[Items listed in a dataset]
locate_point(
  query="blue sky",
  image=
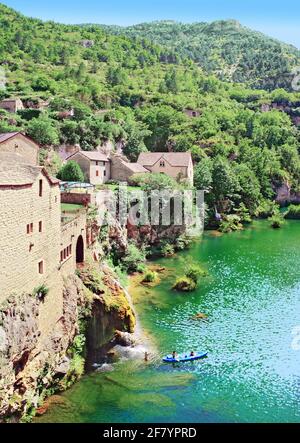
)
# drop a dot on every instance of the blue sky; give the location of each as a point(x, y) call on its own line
point(276, 18)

_Action item_
All lines above are to be restated word for word, with pictures excluded.

_Written reply_
locate_point(
  query="blue sky",
  image=
)
# drop a dot on every instance of the blue sky; give the location of each as a point(x, y) call on its own line
point(276, 18)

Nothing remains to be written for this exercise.